* _Problem requirements_: Can you pull out every line below and copy it word for word, leaving the pictures out of your answer?

* _Material to process_:

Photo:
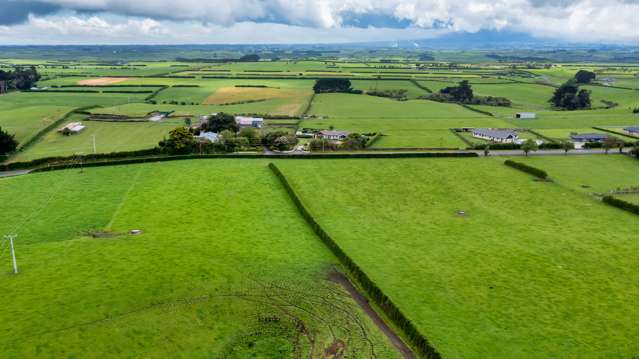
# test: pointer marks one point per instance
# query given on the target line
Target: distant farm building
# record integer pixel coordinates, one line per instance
(580, 140)
(255, 122)
(633, 131)
(526, 115)
(499, 136)
(72, 128)
(208, 136)
(333, 135)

* _Task answer_:
Photo:
# test: pointer marks one point per instance
# query given on the target line
Target: distant farm building
# record integer pixel coordinates, one line per instance
(580, 140)
(255, 122)
(633, 131)
(526, 115)
(499, 136)
(72, 128)
(208, 136)
(333, 135)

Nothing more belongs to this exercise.